··· Extracted information
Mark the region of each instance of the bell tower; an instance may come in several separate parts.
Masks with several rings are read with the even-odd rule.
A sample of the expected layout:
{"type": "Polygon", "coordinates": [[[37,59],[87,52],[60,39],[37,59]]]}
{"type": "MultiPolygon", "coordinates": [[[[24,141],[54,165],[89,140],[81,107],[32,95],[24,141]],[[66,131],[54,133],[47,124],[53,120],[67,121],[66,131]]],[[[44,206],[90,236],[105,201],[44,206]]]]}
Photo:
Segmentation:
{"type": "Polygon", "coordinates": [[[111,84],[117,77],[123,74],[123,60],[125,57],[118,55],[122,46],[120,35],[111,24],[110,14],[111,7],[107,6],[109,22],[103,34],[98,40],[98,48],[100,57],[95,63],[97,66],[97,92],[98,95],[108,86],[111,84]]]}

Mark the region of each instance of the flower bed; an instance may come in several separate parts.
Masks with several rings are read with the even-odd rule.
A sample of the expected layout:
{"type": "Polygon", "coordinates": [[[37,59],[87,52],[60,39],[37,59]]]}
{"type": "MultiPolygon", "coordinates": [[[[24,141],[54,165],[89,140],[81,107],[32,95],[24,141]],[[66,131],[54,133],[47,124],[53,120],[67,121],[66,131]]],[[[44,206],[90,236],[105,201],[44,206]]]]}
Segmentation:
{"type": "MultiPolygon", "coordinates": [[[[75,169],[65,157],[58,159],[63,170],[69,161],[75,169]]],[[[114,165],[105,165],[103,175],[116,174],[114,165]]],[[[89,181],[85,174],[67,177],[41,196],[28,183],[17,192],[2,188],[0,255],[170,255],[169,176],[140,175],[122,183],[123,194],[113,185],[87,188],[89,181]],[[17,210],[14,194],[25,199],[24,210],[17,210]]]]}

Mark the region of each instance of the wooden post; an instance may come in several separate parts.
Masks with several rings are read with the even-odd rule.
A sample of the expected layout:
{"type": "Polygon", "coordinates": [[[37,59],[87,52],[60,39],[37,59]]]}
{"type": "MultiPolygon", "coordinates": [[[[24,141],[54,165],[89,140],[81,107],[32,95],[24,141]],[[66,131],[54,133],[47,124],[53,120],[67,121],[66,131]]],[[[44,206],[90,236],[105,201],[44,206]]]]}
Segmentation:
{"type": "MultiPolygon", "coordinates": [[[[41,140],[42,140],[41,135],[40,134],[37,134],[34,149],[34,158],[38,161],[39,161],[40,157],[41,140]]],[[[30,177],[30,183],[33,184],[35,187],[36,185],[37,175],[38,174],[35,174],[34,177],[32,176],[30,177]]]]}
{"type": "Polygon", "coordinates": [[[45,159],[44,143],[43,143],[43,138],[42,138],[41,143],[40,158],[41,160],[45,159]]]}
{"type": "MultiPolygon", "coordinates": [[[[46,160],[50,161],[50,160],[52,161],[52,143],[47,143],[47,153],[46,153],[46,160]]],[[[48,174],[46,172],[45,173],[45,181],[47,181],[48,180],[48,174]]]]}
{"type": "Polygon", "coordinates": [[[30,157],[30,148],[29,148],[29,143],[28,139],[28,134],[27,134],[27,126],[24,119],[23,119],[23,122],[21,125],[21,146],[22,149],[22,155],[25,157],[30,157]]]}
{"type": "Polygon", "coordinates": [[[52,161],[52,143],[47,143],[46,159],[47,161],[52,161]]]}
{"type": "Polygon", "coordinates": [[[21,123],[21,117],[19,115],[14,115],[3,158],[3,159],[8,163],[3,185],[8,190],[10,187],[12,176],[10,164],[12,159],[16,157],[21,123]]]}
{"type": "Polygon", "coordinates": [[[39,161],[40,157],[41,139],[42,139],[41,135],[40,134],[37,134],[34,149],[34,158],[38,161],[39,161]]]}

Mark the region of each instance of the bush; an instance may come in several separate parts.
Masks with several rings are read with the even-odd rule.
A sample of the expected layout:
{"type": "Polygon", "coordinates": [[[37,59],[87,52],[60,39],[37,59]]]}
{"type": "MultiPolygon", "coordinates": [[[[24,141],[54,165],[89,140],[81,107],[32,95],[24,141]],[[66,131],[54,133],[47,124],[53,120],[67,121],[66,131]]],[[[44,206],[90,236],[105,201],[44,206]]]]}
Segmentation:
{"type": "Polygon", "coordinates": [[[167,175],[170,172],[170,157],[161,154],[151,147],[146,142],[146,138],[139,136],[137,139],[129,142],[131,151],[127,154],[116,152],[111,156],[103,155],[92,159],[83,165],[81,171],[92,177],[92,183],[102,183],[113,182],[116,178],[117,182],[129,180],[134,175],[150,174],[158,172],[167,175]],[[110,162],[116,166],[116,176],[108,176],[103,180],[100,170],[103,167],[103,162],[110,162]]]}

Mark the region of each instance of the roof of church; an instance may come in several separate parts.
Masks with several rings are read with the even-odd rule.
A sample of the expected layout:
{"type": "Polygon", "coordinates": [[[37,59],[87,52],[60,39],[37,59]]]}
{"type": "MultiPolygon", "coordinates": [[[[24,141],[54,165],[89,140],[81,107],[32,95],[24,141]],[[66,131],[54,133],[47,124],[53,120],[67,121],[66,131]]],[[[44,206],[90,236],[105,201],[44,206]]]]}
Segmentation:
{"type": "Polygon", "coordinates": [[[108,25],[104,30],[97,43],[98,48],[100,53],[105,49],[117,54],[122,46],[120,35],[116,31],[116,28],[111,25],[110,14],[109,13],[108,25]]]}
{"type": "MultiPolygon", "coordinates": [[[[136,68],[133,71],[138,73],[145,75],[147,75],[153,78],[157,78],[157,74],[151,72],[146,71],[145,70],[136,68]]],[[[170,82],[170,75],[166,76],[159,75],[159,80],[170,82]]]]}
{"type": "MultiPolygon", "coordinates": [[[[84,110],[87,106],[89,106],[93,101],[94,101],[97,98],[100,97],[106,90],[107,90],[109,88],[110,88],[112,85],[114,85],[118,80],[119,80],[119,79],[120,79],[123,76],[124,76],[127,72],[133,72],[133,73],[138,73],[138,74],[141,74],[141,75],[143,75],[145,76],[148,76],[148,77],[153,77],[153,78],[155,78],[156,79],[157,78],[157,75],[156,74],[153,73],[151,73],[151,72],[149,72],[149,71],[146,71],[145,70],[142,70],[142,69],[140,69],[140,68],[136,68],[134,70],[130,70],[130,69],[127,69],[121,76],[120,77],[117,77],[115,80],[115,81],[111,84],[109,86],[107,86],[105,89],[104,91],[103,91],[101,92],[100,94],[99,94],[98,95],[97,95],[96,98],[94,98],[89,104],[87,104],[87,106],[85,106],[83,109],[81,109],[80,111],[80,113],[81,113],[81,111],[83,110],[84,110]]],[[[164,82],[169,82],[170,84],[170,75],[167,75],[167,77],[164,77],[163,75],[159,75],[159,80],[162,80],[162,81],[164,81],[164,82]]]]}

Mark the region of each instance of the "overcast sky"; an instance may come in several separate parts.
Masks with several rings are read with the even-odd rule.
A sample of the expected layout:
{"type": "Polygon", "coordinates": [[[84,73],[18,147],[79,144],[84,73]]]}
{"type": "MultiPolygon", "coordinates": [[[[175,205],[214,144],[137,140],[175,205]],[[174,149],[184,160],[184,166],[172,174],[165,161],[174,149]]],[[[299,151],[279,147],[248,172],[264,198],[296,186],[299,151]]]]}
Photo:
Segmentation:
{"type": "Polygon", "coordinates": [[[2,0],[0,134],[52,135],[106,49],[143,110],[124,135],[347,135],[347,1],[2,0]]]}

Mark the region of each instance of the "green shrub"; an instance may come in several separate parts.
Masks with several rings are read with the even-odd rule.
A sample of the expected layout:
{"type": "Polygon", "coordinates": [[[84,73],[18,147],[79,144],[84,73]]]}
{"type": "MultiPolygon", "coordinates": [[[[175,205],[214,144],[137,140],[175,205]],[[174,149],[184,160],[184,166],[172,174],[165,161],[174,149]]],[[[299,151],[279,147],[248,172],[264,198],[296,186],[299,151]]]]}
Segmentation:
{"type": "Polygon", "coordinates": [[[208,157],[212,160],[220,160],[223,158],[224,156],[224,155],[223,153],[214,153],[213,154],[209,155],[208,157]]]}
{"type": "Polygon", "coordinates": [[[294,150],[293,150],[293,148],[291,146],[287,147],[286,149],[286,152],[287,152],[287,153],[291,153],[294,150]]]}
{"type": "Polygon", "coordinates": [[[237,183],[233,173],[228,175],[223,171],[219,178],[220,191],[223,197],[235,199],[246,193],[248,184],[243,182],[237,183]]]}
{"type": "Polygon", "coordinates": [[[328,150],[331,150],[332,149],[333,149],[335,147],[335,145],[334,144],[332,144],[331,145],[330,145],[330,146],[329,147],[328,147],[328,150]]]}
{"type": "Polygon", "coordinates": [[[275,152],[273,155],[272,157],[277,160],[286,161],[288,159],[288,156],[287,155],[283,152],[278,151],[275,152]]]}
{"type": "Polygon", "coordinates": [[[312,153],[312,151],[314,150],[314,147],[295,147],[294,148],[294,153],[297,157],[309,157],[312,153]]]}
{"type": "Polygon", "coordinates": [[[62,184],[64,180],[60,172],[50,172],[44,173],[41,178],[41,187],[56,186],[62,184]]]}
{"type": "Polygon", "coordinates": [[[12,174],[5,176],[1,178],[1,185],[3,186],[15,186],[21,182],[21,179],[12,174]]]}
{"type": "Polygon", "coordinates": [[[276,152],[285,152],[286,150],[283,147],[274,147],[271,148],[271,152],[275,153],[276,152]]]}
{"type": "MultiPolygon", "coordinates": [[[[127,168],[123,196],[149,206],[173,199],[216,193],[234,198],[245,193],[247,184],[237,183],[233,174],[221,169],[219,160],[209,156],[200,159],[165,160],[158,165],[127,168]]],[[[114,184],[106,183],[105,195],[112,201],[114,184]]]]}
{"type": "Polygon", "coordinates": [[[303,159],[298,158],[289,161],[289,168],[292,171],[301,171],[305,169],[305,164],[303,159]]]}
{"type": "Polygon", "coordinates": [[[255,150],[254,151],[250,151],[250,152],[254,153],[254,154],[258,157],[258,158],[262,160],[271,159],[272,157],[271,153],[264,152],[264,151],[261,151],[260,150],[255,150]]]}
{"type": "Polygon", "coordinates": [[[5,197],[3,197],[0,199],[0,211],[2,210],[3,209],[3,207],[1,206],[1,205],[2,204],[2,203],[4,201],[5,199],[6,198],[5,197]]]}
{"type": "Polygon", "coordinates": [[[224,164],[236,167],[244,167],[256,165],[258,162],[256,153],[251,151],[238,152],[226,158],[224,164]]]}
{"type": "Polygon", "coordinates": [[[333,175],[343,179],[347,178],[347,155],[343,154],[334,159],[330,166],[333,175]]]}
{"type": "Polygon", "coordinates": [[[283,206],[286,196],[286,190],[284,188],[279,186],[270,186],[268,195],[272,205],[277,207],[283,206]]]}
······
Set problem:
Please state how many lines of the records above contain the word "instance", giving only the number.

Solution:
7